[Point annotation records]
◇ ◇ ◇
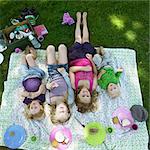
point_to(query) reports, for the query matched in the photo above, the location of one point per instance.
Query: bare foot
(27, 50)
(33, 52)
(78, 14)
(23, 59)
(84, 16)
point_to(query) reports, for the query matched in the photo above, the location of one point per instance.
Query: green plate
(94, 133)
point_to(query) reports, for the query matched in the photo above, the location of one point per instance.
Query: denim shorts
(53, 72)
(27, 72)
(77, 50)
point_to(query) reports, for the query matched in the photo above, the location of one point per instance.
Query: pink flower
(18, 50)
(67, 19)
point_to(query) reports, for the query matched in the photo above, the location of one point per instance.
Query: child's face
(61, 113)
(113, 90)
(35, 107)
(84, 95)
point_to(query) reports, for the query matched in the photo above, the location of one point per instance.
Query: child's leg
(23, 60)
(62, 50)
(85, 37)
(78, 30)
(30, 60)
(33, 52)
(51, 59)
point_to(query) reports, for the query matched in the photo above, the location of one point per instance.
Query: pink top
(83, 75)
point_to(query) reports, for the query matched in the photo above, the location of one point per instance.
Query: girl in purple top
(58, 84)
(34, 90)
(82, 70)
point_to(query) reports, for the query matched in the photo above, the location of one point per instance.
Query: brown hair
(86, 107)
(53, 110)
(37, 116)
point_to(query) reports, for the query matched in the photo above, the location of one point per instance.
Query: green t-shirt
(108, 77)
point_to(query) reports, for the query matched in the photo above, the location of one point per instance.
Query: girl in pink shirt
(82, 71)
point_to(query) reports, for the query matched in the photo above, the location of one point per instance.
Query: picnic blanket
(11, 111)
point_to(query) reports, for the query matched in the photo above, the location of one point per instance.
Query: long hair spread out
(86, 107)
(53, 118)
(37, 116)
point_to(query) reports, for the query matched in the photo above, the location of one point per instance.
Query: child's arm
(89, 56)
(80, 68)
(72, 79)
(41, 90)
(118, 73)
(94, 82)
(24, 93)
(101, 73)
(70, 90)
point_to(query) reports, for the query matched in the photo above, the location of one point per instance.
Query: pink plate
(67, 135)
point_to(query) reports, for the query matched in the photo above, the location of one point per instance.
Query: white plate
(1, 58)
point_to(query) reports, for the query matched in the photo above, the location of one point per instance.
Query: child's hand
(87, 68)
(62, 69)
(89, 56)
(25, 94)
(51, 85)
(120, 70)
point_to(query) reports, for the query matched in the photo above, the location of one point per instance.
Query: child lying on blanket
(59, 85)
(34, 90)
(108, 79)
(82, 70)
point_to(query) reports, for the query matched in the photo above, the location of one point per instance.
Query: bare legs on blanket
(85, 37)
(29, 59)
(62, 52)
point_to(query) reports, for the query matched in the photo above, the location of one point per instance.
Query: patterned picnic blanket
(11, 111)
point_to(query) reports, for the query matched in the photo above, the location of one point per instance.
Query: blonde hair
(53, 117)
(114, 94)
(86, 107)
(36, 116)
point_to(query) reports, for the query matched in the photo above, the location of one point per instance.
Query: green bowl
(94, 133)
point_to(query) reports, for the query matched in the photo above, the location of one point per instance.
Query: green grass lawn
◇ ◇ ◇
Stated goal - Copy the data word for word. Pictures do not go in the copy.

Final result -
point_to(query) reports, for the query matched in the photo above, the location of one point per instance.
Query: bare foot
(27, 50)
(33, 52)
(78, 14)
(23, 59)
(84, 16)
point_to(query) reports, for the query matched in the photo above, the location of one point per instance.
Query: green plate
(94, 133)
point_to(query) reports, for the query matched in the photo above, the location of one point per instance.
Query: denim shorts
(53, 72)
(27, 72)
(77, 50)
point_to(query) reports, for the query matched in the photo above, the location of one point per instance.
Query: pink flower
(18, 50)
(67, 19)
point_to(query) reports, for the query matched in the photo above, the location of one point per instance.
Query: child's face
(61, 113)
(113, 90)
(35, 107)
(84, 95)
point_to(query) reports, for the query matched in the photo above, the location of one point per instance.
Query: child's leg
(23, 60)
(62, 50)
(85, 37)
(78, 30)
(30, 60)
(33, 52)
(51, 59)
point_to(query) reports, for the query matched in the photo above, the location of one point per instance.
Query: pink top
(83, 75)
point_to(query) reports, for the query matched in the photo above, the location of one point per instance.
Query: girl in purple top
(58, 84)
(34, 90)
(82, 70)
point_to(query) reports, for the query matched in the photo above, the location of one point per instance.
Query: brown hair
(86, 107)
(53, 110)
(37, 116)
point_to(query) reports, for the query matched in the photo above, the location of one point per instance.
Query: green t-shirt
(108, 77)
point_to(query) reports, for the query matched in the photo above, the location of one point per instance.
Query: girl in pink shirt
(82, 71)
point_to(query) reports, for the query matched in the photo above, the location of one point per instance.
Query: picnic blanket
(11, 111)
point_to(query) reports, for the query matched in the photo above, the location of one point per instance.
Query: long hair spread out
(86, 107)
(53, 118)
(37, 116)
point_to(query) reports, for the query matched in the photo above, the location of one point per instance.
Query: child's arm
(89, 56)
(80, 68)
(72, 79)
(41, 90)
(118, 73)
(94, 82)
(24, 93)
(101, 73)
(70, 90)
point_to(query) reports, for the query matched in the photo above, the location of one point per instance.
Query: pink plate
(67, 135)
point_to(query) reports, for the query matched in the photo above, the location of one point per instance.
Query: white plate
(1, 58)
point_to(query) reports, for the query matched in the photo above, the location of one point per instance.
Query: child's hand
(87, 68)
(62, 69)
(89, 56)
(25, 94)
(51, 85)
(120, 70)
point_to(query) reports, for the query matched in the photo above, the location of one point per instance.
Query: child lying on blanket
(59, 85)
(34, 90)
(108, 79)
(82, 70)
point_to(query) reports, for the query matched in the photo above, the location of one point per instance.
Query: bare legs on blanket
(85, 37)
(29, 59)
(62, 52)
point_to(query) reports, for the query matched in the photo above, the location of one point per instance.
Query: patterned picnic blanket
(11, 111)
point_to(query) reports, for the query matched in the photo above, the location of one point per instance.
Query: blonde hair
(53, 117)
(114, 94)
(86, 107)
(36, 116)
point_to(query) reports, for the query matched in the photo above, the location of one point per instance.
Query: green bowl
(94, 133)
point_to(query) reports, for the query matched in the photo above, the location of one point per instance.
Query: green grass lawn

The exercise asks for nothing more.